-- EXERCISE DESCRIPTION --
Copy the data. Keep every character as given.

-- DATA SUPPLIED --
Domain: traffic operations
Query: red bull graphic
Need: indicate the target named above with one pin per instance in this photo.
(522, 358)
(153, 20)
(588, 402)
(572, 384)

-- OUTPUT FOR THIS EXERCISE --
Domain: traffic operations
Query: red bull graphic
Need: indicate the target named above with one pin per instance in this photo.
(522, 358)
(153, 20)
(588, 402)
(572, 384)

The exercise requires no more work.